··· Bloc de texte ···
Le 6 décembre 2023, le secrétaire général de l'ONU, António Guterres, invoquant un article rarement utilisé de la Charte des Nations Unies, appelle le Conseil de sécurité, « face au risque grave d'effondrement du système humanitaire à Gaza », à « faire pression pour éviter une catastrophe humanitaire et à appeler à un cessez-le-feu humanitaire complet ».1
Ovide Bastien, professeur retraité du Collège Dawson
photo Serge Ignacio
La réaction du ministre des Affaires extérieures d'Israël, Eli Cohen, est immédiate :
« Le mandat de Guterres est un danger pour la paix mondiale, affirme Cohen. Sa demande d'activation de l'article 99 et l'appel à un cessez-le-feu à Gaza constituent un soutien à l'organisation terroriste Hamas et une approbation du meurtre de personnes âgées, de l'enlèvement de bébés et du viol de femmes. Quiconque soutient la paix dans le monde doit soutenir la libération de Gaza du Hamas. (...) Guterres a atteint, en termes de moralité, le fond du baril (has reached a new moral low). »2
Cohen se trompe. C'est Israël qui atteint ce fond...
Ainsi que les États-Unis qui, hier 8 décembre, et pour la 45ième fois dans l'histoire du Conseil de sécurité, osent se ranger du côté d'Israël, utilisant leur droit de véto pour bloquer la motion de cessez-le-feu acceptée par tous (sauf le Royaume-Uni qui s'abstenait).
··· Données affichées ···
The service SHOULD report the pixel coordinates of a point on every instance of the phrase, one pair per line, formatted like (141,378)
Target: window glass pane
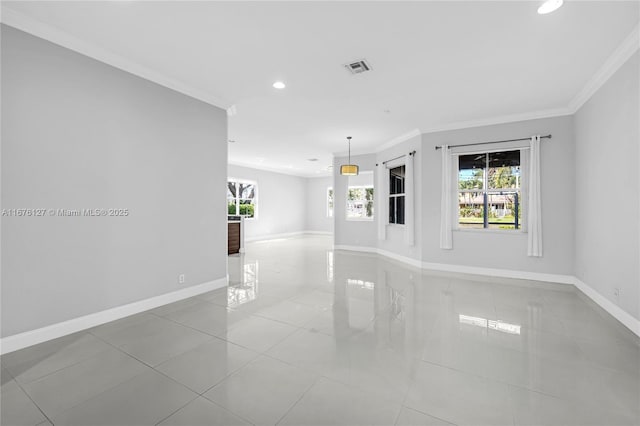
···
== Consigne ==
Veuillez recopier le passage du texte sur Gaza qui commence aux mots « Ainsi que les » et s'arrête après « Royaume-Uni qui s'abstenait). », en remplaçant « véto » par « veto ». Les lignes ci-dessus ne jouent aucun rôle dans cet exercice.

== Corrigé ==
Ainsi que les États-Unis qui, hier 8 décembre, et pour la 45ième fois dans l'histoire du Conseil de sécurité, osent se ranger du côté d'Israël, utilisant leur droit de veto pour bloquer la motion de cessez-le-feu acceptée par tous (sauf le Royaume-Uni qui s'abstenait).